** Excerpted text follows **

Guest Article: What Would Good National Leadership Look Like Now?

What Would Good National Leadership Look Like Now?

Rogers M. Smith and Desmond King

This article represents the views of the authors, not of the Rothermere American Institute or University of Oxford.


The United States is in the midst of three national crises: a public health crisis, an economic crisis, and a crisis of public violence provoked by racist police brutality and structural racism. Each demands national responses and leadership. Designed to prevent centralized tyranny, the American political system has always had trouble coping with nationwide domestic disasters.  This national infirmity has rarely been so stark.

The nation’s two greatest crises, southern secession to preserve slavery and the Great Depression, were met by the nation’s two greatest presidents, Republican Abraham Lincoln and Democrat Franklin D. Roosevelt. But both leaders had to bend if not break the nation’s Constitution in order to save it.

In response to the triple-crisis of 2020, America’s current combination of erratic presidential leadership and polarized politics, on top of its constitutional structure of federalism, has produced not just incoherent but clashing local, state, and national efforts to combat COVID-19, economic damages, and police misconduct and civil disorders.  How, especially in an election year, could national leaders do better?

Australia’s conservative Prime Minister Scott Morrison has provided an example.  He created a National Cabinet that included the premiers (governors) of the nation’s states on a bi-partisan basis, along with the heads of pertinent national ministries, to develop coordinated strategies for confronting the COVID-19 threat that could overcome the divisions of partisanship and federalism. Surprisingly Morrison gave great weight to the views of medical experts and labor as well as corporate representatives.  Australia has coped with the COVID-19 crisis far better than the U.S., and avoided sniping between national and state authorities or between parties.  It has gone so well that Australia may continue the National Cabinet after the crisis ends.

If President Trump had put such a bi-partisan council of national and state leaders in place, it might have produced more coordinated and coherent public health and economic reopening policies throughout the land. Instead he berates the nation’s governors for being ‘jerks,’ and in the midst of crisis about racist policing, calls for policing to intensify: “You have to dominate, if you don’t dominate you’re wasting your time. They’re going to run over you, you’re going to look like a bunch of jerks.”

An Australia-style National Council might also have helped craft a more unified and effective response to the civil unrest following the killing of George Floyd.  That response could have amplified the very real bi-partisan criticisms of the Minneapolis police officers; cooperated in investigating who is responsible for peaceful protests becoming destructive; and coordinated local, state, and national efforts to quell the violence.  Instead, in analysis of all three of its crises, America has descended into partisan finger-pointing.

The current national election campaign threatens to be dominated by more of the same.  But it can be turned into a competition in which each presidential candidate presents serious, bold proposals for national action, so that the current crises and future ones can be met more effectively.  In addition to creating some form of federal/state National Council, other national initiatives are needed.

  • The US Department of Justice should adopt stronger measures to ensure that police forces throughout the nation are not only integrated but trained and monitored to curb racist abuses.

** End of Excerpted text **
** Dataset records follows **

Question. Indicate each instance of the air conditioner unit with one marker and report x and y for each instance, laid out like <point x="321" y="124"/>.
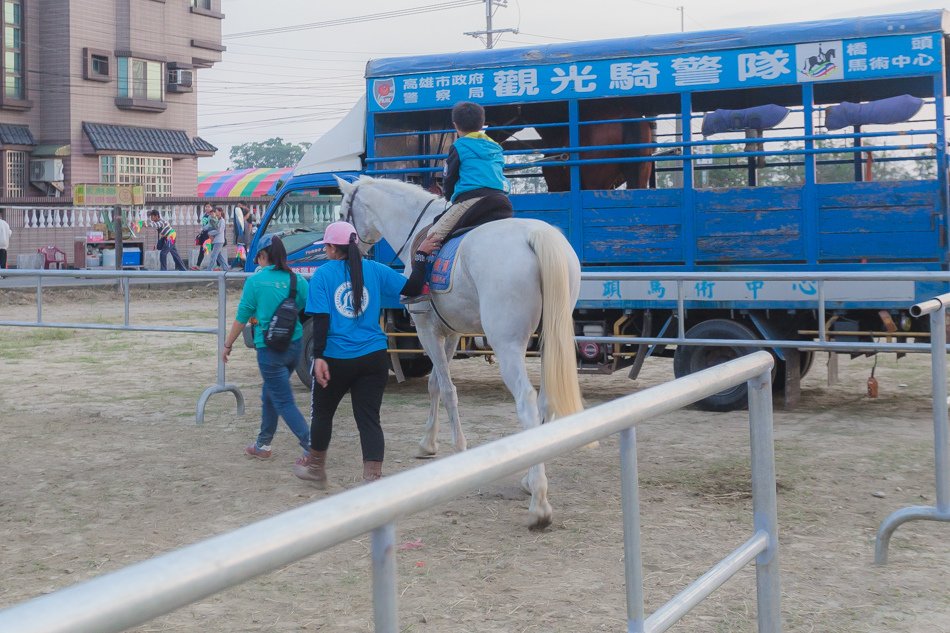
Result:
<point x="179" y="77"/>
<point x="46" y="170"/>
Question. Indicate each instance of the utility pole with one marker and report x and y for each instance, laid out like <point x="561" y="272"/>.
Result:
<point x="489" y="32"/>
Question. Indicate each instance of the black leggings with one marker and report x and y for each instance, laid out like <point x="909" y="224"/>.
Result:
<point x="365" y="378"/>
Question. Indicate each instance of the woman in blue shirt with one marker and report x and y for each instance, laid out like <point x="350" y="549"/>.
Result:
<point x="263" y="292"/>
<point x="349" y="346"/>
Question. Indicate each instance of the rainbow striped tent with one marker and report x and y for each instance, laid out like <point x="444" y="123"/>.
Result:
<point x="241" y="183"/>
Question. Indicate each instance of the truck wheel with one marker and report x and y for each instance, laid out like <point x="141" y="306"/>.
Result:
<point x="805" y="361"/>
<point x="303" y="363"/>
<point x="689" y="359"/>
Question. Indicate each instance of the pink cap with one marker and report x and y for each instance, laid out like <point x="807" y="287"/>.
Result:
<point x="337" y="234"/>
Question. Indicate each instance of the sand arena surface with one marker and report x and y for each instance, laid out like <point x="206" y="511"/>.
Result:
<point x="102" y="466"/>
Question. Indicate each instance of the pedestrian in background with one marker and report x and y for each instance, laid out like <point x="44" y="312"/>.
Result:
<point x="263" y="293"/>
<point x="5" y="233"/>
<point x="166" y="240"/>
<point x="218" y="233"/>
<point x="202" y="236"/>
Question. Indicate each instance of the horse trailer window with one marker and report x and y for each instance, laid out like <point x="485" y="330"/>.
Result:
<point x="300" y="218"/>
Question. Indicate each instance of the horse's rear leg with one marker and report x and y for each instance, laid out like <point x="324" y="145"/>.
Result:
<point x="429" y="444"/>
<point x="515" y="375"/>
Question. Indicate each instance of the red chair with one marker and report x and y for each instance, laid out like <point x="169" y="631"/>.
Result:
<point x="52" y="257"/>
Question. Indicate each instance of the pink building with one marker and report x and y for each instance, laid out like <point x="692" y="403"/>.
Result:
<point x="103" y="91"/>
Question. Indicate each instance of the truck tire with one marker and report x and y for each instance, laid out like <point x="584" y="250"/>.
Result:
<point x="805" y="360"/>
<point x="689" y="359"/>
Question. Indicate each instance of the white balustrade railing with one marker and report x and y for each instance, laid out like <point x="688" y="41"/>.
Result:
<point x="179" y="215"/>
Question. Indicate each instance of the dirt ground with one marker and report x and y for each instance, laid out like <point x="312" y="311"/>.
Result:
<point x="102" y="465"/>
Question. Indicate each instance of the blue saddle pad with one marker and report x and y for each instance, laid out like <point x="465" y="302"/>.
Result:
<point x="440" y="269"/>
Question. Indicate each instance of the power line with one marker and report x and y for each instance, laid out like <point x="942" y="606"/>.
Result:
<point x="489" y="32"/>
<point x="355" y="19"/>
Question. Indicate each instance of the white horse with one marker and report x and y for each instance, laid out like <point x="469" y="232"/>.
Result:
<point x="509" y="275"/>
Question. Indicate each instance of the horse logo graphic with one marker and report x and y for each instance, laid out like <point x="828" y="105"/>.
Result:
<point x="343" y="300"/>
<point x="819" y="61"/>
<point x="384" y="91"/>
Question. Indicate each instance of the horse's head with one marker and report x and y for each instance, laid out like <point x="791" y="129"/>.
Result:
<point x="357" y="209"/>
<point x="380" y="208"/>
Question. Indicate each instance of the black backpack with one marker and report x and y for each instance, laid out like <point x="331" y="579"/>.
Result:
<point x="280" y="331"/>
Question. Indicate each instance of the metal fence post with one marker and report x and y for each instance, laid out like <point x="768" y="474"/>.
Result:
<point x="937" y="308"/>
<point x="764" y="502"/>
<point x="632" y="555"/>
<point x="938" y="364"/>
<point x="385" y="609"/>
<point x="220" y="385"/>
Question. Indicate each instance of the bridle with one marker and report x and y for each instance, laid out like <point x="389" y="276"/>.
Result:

** End of Dataset records **
** Dataset records follows **

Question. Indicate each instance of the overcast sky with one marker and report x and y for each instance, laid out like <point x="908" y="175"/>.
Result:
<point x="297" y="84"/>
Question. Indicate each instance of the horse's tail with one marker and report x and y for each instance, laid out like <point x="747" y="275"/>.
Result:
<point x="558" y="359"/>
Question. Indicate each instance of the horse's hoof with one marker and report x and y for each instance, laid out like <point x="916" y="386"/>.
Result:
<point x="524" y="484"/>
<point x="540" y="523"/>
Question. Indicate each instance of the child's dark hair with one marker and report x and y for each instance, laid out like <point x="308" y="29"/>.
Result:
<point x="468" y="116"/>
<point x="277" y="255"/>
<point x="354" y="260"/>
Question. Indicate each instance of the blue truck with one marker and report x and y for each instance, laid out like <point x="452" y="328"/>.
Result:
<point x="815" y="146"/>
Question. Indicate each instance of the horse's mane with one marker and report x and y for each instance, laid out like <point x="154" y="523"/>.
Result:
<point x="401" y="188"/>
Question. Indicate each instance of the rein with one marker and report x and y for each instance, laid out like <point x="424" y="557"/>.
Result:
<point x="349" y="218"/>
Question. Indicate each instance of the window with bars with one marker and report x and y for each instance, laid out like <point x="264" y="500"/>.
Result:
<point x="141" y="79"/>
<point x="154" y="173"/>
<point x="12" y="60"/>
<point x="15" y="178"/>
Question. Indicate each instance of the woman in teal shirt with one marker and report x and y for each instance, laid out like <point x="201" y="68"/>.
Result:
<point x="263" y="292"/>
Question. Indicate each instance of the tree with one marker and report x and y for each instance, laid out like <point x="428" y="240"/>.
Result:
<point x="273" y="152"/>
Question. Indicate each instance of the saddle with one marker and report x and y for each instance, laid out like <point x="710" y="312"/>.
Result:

** End of Dataset records **
** Dataset records follows **

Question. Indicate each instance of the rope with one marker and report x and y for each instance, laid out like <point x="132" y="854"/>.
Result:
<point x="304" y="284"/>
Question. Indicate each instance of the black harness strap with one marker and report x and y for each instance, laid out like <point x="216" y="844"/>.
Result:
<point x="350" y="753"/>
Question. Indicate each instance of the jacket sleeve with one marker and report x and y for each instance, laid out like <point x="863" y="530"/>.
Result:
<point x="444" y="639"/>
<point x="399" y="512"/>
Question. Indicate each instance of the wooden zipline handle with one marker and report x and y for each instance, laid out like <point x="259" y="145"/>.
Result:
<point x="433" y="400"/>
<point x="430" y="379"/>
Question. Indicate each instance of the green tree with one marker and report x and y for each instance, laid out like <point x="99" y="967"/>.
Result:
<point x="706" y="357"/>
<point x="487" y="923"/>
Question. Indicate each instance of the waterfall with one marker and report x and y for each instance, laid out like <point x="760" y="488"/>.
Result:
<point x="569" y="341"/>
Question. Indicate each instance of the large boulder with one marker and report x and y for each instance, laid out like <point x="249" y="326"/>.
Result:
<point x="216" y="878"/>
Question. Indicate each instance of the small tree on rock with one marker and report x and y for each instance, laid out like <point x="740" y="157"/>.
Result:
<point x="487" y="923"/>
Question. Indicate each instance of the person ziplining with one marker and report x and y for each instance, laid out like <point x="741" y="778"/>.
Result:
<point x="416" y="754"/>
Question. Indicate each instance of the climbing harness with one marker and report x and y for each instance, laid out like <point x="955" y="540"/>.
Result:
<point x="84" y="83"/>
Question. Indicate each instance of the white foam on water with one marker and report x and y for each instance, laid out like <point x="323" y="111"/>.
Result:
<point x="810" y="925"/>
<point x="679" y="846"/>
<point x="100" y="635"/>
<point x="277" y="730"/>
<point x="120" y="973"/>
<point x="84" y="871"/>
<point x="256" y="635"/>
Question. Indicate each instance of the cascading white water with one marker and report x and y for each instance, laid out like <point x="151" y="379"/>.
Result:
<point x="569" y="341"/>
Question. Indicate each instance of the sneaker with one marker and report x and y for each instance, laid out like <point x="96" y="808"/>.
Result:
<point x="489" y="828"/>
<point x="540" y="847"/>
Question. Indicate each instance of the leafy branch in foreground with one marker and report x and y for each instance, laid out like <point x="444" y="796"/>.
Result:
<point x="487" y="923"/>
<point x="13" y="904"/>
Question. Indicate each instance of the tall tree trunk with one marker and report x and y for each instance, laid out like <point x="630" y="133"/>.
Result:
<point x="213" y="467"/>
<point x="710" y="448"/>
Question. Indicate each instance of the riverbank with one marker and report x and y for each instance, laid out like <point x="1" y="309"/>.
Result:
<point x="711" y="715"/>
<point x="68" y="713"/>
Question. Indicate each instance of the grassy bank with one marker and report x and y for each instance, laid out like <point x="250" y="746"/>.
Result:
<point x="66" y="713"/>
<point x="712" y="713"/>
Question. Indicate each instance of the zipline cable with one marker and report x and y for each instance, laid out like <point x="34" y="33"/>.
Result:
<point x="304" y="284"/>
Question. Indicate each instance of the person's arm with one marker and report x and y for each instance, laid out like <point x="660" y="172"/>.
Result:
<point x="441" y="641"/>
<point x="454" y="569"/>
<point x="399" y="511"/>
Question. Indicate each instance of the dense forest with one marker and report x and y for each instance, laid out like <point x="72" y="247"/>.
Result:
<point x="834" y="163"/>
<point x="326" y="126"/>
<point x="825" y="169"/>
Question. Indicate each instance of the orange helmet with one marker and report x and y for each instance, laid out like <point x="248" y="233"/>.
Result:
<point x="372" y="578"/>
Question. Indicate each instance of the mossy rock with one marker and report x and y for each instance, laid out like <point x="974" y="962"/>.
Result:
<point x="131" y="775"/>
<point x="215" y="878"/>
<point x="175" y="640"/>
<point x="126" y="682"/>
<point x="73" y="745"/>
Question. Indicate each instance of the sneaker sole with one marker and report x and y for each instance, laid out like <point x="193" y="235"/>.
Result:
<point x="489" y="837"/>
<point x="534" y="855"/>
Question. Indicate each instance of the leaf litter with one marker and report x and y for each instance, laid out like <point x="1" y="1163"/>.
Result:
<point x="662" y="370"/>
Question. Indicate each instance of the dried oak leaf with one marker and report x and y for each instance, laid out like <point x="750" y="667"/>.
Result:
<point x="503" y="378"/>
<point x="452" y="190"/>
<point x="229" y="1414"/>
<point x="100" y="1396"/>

** End of Dataset records **

**Prompt 1:** Please pull the passage from "The current national" to "curb racist abuses." out of the article on national leadership and copy it word for word.
**Prompt 2:** According to the article on national leadership, what body did Scott Morrison set up to coordinate Australia's response to COVID-19?
Nothing in the listing is needed here.

**Exercise solution 1:**
The current national election campaign threatens to be dominated by more of the same.  But it can be turned into a competition in which each presidential candidate presents serious, bold proposals for national action, so that the current crises and future ones can be met more effectively.  In addition to creating some form of federal/state National Council, other national initiatives are needed.

  • The US Department of Justice should adopt stronger measures to ensure that police forces throughout the nation are not only integrated but trained and monitored to curb racist abuses.

**Exercise solution 2:** A National Cabinet